• _Exercise brief_: Wherever the word "instance" appears in the entries, copy the whole line.

>>>>>

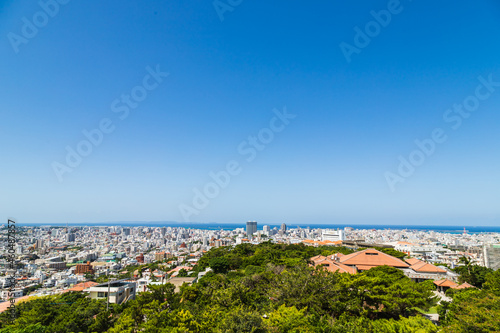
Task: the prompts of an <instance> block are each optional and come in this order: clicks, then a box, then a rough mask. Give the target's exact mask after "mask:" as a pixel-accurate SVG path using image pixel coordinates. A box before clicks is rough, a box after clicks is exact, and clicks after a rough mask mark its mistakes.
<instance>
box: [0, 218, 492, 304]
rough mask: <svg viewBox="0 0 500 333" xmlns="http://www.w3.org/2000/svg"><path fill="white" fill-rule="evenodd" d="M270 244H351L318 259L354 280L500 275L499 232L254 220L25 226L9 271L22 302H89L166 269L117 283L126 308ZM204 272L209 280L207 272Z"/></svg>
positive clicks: (6, 264) (412, 278) (414, 278)
mask: <svg viewBox="0 0 500 333" xmlns="http://www.w3.org/2000/svg"><path fill="white" fill-rule="evenodd" d="M278 226H279V229H278ZM0 231H1V235H3V236H4V237H5V235H6V233H7V229H6V228H4V227H2V228H1V229H0ZM266 241H271V242H274V243H284V244H301V243H302V244H305V245H308V246H324V245H329V246H344V247H347V248H350V249H353V250H356V251H358V252H356V253H355V254H352V255H348V256H341V255H336V256H331V257H323V256H318V257H315V258H311V261H312V262H313V263H314V264H315V265H322V266H324V267H325V268H327V269H328V270H330V271H337V270H339V271H341V272H348V273H351V274H356V273H358V272H361V271H364V270H367V269H369V268H370V267H375V266H378V265H389V266H393V267H397V268H398V269H402V270H403V271H404V273H405V275H406V276H408V277H409V278H411V279H412V280H414V281H425V280H433V281H441V280H442V281H445V280H446V281H451V282H442V283H441V284H442V285H441V287H442V288H446V287H445V285H444V284H446V285H448V284H449V285H450V286H455V285H454V283H455V284H456V286H459V285H458V284H457V279H456V277H457V274H455V273H453V272H452V271H450V269H449V268H453V267H456V266H457V265H460V264H461V263H460V258H462V257H466V258H467V259H468V260H470V261H471V262H472V263H474V264H478V265H482V266H487V267H491V268H493V269H498V265H499V257H500V255H499V253H500V252H499V251H500V246H499V245H498V244H500V233H493V232H487V233H475V234H470V233H467V232H465V233H446V232H438V231H433V230H427V231H425V230H409V229H384V230H381V229H377V230H375V229H361V228H360V229H358V228H353V227H346V228H336V229H332V228H328V226H325V228H310V227H307V228H300V227H296V228H289V227H288V226H287V225H286V224H284V223H283V224H281V225H275V226H270V225H264V226H263V227H262V230H258V226H257V222H255V221H249V222H247V223H246V224H242V225H241V228H235V229H233V230H224V229H216V230H214V229H207V230H202V229H192V228H184V227H171V226H166V227H163V226H125V227H124V226H95V227H90V226H67V227H52V226H36V227H27V226H22V227H19V229H18V238H17V244H16V246H15V256H16V263H17V269H16V270H15V271H12V270H11V271H10V273H11V274H13V275H14V276H15V277H16V280H17V285H16V292H15V294H14V295H15V297H16V298H17V297H22V296H25V294H26V292H25V291H27V290H30V295H51V294H58V293H61V292H64V291H65V290H69V289H70V288H77V289H81V291H82V292H87V293H90V297H96V298H100V297H103V295H104V294H102V293H103V292H104V291H102V290H101V289H102V288H104V286H102V285H99V286H96V285H82V284H84V283H87V282H88V281H89V278H90V277H91V276H92V277H94V278H95V277H103V276H109V277H112V278H113V279H117V278H118V277H119V276H120V274H121V273H123V271H124V270H126V268H127V267H135V266H137V265H141V264H149V263H154V262H158V263H161V269H158V270H157V271H153V272H148V273H147V274H142V277H139V273H138V272H136V273H134V276H133V278H132V280H130V281H122V282H120V283H118V282H114V283H113V285H112V288H113V289H112V290H113V291H112V293H114V294H113V295H115V294H116V293H118V294H116V295H117V296H116V298H113V299H112V301H111V302H114V301H116V302H125V301H127V299H131V298H133V296H130V295H135V292H136V291H137V292H142V291H144V290H146V289H147V286H148V285H150V284H154V283H163V282H165V281H167V280H169V279H172V278H178V279H180V280H182V279H184V280H185V278H189V279H188V280H189V281H190V283H192V282H193V281H195V280H196V278H197V277H198V276H193V275H192V269H193V267H194V266H195V265H196V264H197V262H198V260H199V259H200V258H201V257H202V256H203V254H204V253H205V252H206V251H208V250H210V249H211V248H216V247H223V246H235V245H237V244H242V243H253V244H258V243H261V242H266ZM374 247H377V248H392V249H395V250H397V251H401V252H404V253H406V254H407V256H408V258H407V259H406V260H399V259H397V258H392V257H391V256H388V255H386V254H384V253H381V252H380V251H378V250H374V249H373V248H374ZM5 249H6V248H3V253H5ZM0 265H1V266H3V267H6V266H7V262H6V260H5V258H3V259H1V260H0ZM200 274H201V275H200V276H203V274H206V272H202V273H200ZM179 275H180V276H179ZM180 280H179V281H180ZM155 281H156V282H155ZM172 281H174V282H175V281H176V280H172ZM8 283H9V282H8V281H7V279H6V278H5V277H0V284H1V285H2V286H3V287H4V288H5V287H6V286H7V285H8ZM129 283H132V284H135V287H134V288H132V287H130V288H131V289H130V288H129V287H128V285H129ZM176 283H177V282H176ZM81 286H84V287H81ZM115 289H116V290H115ZM123 295H125V296H123ZM122 296H123V297H122ZM129 296H130V297H129Z"/></svg>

<<<<<

• _Answer_:
Task: the prompts of an <instance> block are each optional and come in this order: clicks, then a box, then a rough mask. Give the target's exact mask after "mask:" as a pixel-accurate SVG path using image pixel coordinates. A box before clicks is rough, a box after clicks is exact, and clicks after a rough mask mark its mistakes.
<instance>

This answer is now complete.